## START GIVEN RECORDS
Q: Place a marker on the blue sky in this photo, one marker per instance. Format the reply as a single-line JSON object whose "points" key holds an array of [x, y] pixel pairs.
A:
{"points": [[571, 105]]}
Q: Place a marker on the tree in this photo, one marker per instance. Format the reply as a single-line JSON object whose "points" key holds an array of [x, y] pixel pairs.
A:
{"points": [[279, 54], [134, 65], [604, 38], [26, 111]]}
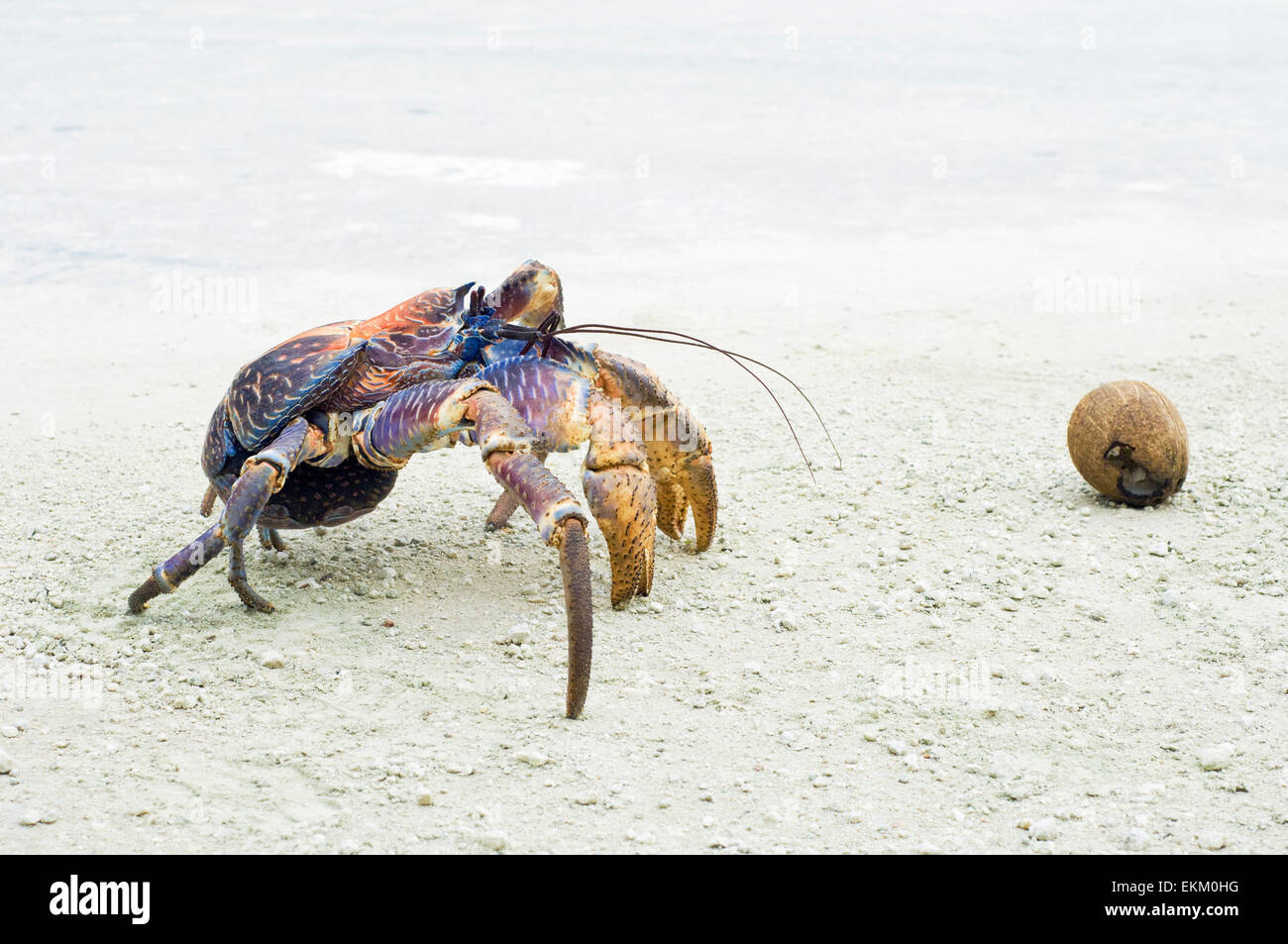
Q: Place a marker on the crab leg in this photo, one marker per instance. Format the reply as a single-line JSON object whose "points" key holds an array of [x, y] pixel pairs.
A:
## END GIVEN RECORDS
| GIVEN TASK |
Your task is to retype the lines running from the one that contains "Q: Place a marker on the tree" through the end of the records, and nothing else. Pictures are not part of the copy.

| THE COMPLETED TASK |
Q: Place a marker on the tree in this photo, one marker per instance. Format the reply as a single-line JSON object whose "points" key holds an array of [x, y] pixel pairs.
A:
{"points": [[279, 54], [134, 65], [604, 38], [26, 111]]}
Q: Place a marker on the crab leg in this photo, one marker per instance. Format the reply as a single-line JSON object whose "points" key holds an array of [x, y] pixel pairs.
A:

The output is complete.